# INSTRUÇÃO 1
Segundo o trecho fornecido, que tipo de perdão está em vista quando o crente confessa seus pecados a Deus, o Pai?

# TRECHO FORNECIDO
Confissão de pecados é, na realidade, um exercício do crente em relação à sua restauração à comunhão, quando ele falha. Se a confissão dos pecados fosse exigida dos pecadores que vinham a Cristo para a salvação, então como alguém seria salvo? Que pecador pode se lembrar de todos os seus pecados? Quando levamos em consideração o fato de que “a lavoura [pensamentos] dos ímpios é pecado” (Pv 21:4) e “o pensamento do tolo é pecado” (Pv 24:9), seria uma tarefa impossível. Seus pecados podem chegar aos milhares – talvez aos milhões! Um pecador buscar a salvação e o perdão dos pecados é simplesmente reconhecer ou confessar que é um pecador (Lc 18:13) e confessar Jesus como seu Senhor (Rm 10:9; Fp 2:11), mas não é exigido que confesse todos e cada um dos pecados que cometeu. O princípio abstrato envolvido no perdão dos pecados aqui pode ser amplo o suficiente para cobrir a vinda inicial de uma pessoa a Cristo para o perdão eterno e a salvação (ver Synopsis of the Books of the Bible por J. N. Darby, nota de rodapé em 1 João 1:9), mas o contexto mostra que João está realmente falando daqueles dentro da companhia Cristã. Comentando sobre isso, F. B. Hole disse: “É verdade, claro, que a única coisa honesta para um incrédulo, quando a convicção chega até ele, é confessar seus pecados, então o perdão, completo e eterno, será dele. O crente, contudo, está em questão aqui. Isto é: ‘Se (nós) confessarmos’”. (Epistles, vol. 3, pág. 147).
Perdão Paterno
Ao confessarmos nossos pecados, Deus é “fiel e justo para nos perdoar os pecados” porque as reivindicações da justiça divina foram satisfeitas por causa de um resgate ter sido pago por Cristo pelos nossos pecados (Mt 20:28; 1 Tm 2:6). João não diz exatamente que o crente que pecou deve pedir perdão – porque todos os crentes permanecem em um estado de eternamente perdoados – mas ele diz que precisamos reconhecer o que fizemos confessando nossos pecados a Deus, o Pai. Portanto, não é o perdão eterno que está em vista aqui, mas sim o perdão paterno. João acrescenta: “E nos purificar de toda a injustiça”. Isso tem a ver com sermos limpos da influência do pecado que cometemos e obter libertação de sua servidão (Jo 8:34). Isso é para nos ajudar a não falhar dessa maneira novamente.
V. 10 – Contudo, se alguém que professa estar na luz diz que “não pecamos”, deixa claro que não está na luz. Se ele estivesse realmente na luz, a luz teria manifestado seus pecados, e ele saberia que pecou. Negar que pecamos é o fruto da incredulidade. Isso desafia “Sua Palavra”, que afirma que todos os homens pecaram (Ec 7:20; Rm 3:23). Não vamos contradizer a Palavra se a tivermos realmente habitando em nós, como João diz aqui. No caso de um crente, o pecado interrompe sua comunhão com Deus. Ele ficará desconfortável durante todo o tempo em que estiver fora de comunhão, porque todo verdadeiro filho de Deus anseia pela paz e alegria e complacência que emana de estar em comunhão com Deus. Perder isso é perder seu senso de bem-estar espiritual, e isso produzirá uma confissão de seus pecados, quando a comunhão será recuperada de uma maneira feliz. Um crente meramente professante não sente essa perda porque nunca conheceu a comunhão com Deus.

# MATERIAL DA TAREFA
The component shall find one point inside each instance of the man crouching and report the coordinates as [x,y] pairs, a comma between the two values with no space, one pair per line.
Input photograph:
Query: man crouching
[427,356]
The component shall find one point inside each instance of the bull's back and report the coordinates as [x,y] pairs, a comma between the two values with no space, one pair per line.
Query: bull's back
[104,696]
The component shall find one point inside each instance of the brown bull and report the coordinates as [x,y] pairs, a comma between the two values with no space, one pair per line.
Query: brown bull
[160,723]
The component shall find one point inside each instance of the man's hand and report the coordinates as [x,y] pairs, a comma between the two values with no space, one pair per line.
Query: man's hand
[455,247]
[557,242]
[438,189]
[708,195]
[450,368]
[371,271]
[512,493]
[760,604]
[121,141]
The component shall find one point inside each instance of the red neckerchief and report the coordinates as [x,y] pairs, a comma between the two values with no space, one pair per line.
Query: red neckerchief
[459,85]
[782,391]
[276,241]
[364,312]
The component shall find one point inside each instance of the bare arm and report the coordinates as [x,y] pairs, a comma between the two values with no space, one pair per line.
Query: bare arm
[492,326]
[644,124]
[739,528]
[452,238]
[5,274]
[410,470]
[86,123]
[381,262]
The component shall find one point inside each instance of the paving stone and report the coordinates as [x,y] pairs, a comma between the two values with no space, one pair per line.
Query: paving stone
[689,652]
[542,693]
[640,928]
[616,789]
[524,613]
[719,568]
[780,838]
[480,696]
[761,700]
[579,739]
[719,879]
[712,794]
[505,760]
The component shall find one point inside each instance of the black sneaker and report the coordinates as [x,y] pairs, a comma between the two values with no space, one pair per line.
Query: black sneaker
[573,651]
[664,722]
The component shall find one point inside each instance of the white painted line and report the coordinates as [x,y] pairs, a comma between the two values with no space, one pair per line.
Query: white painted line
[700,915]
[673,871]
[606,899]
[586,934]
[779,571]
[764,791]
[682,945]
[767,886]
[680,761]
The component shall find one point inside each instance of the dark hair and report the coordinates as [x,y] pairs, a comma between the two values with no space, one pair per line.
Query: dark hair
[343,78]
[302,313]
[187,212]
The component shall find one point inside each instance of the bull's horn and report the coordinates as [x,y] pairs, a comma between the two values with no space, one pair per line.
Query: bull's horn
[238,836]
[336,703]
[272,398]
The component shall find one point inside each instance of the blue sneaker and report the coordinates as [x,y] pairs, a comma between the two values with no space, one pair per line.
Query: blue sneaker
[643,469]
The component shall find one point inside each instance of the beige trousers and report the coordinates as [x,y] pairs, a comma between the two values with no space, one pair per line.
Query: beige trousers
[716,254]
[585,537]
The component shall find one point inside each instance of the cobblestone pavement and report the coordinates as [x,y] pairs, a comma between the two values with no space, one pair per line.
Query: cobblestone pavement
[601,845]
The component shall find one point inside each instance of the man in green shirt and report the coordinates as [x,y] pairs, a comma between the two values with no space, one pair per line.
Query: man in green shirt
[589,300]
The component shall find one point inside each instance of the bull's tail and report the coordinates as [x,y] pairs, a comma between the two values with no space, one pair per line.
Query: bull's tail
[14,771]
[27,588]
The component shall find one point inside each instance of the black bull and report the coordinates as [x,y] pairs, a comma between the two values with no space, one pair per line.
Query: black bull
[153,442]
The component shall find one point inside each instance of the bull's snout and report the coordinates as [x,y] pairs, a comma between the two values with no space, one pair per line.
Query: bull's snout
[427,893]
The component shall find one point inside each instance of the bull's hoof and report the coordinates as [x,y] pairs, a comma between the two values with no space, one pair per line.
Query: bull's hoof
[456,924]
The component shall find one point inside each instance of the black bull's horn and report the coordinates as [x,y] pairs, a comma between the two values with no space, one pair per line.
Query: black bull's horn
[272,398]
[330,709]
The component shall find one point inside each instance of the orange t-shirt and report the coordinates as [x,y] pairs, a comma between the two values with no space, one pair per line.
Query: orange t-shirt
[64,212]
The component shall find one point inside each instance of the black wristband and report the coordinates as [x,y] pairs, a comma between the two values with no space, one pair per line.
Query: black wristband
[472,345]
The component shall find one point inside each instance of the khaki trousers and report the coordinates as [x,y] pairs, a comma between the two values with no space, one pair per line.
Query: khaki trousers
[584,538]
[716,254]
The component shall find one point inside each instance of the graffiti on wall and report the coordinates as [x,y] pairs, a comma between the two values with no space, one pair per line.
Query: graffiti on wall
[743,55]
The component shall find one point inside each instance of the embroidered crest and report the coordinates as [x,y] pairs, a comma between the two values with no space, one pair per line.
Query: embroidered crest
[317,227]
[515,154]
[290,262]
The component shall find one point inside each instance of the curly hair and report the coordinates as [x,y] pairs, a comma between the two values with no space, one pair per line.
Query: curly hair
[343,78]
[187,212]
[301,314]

# INSTRUÇÃO 2
Reúna todas as linhas das entradas que contêm a palavra "hand", levando em conta a distinção entre maiúsculas e minúsculas.

# RESPOSTA 1
O perdão paterno, e não o perdão eterno.

# RESPOSTA 2
The component shall find one point inside each instance of the man's hand and report the coordinates as [x,y] pairs, a comma between the two values with no space, one pair per line.
Query: man's hand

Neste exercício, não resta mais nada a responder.